- Exercise aim -
Rename "camera-trap tally" to "field survey count" in the stretch of material below from the line containing "hairy stem in the photo above." through the end, and give those lines again with nothing else changed.

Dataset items
((

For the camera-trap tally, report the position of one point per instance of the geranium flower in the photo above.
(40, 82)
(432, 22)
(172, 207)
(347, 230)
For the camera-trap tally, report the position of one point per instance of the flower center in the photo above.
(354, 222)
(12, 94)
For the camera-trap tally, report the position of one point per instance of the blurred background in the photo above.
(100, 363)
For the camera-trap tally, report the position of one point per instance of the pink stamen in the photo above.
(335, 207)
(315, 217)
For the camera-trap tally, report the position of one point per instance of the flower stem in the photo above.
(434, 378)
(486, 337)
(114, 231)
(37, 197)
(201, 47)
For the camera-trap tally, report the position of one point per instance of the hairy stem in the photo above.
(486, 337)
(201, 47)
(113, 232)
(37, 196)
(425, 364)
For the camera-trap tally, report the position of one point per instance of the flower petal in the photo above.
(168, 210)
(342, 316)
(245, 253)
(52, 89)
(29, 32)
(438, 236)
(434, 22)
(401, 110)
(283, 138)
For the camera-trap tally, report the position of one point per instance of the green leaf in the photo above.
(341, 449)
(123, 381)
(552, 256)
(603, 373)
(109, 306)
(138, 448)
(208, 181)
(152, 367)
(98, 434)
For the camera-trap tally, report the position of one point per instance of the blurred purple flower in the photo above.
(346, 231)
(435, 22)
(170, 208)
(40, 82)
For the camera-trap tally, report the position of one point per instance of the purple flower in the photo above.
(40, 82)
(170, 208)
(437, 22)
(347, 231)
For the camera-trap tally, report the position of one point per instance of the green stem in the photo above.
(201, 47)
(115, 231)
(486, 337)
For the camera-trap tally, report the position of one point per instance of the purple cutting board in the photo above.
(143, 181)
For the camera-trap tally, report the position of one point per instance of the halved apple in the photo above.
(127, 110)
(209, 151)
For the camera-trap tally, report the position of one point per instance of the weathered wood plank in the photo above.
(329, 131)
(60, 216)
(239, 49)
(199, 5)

))

- Response below -
For the field survey count, report the position of one point per instance of the hairy stem in the photo above.
(486, 337)
(201, 47)
(113, 232)
(37, 196)
(425, 364)
For the field survey count, report the position of one point per instance of the flower petal in the photo above.
(168, 210)
(342, 316)
(245, 253)
(52, 89)
(29, 32)
(438, 236)
(434, 22)
(401, 110)
(283, 138)
For the field survey count, report the position of one point per instance of the green leaf in the photo above.
(341, 449)
(123, 381)
(552, 256)
(603, 373)
(109, 306)
(138, 448)
(208, 181)
(152, 367)
(98, 434)
For the field survey count, report the position of one point per instance of the blurred purple flower in the photo above.
(346, 231)
(435, 22)
(170, 208)
(40, 82)
For the field survey count, report the position of one point per instance of the purple flower in the photo above.
(40, 82)
(170, 208)
(437, 22)
(347, 231)
For the field survey count, report the position of one point per instance of the green stem in the photo above.
(201, 47)
(115, 231)
(486, 337)
For the field survey count, report the position of one point per instance of the purple cutting board in the photo above.
(143, 181)
For the field survey count, report the position of one point per instance of the halved apple in the photo above.
(127, 110)
(209, 151)
For the field survey count, report the position of one point per instance of the weathered wood plank in the photo above.
(329, 131)
(60, 216)
(239, 49)
(199, 5)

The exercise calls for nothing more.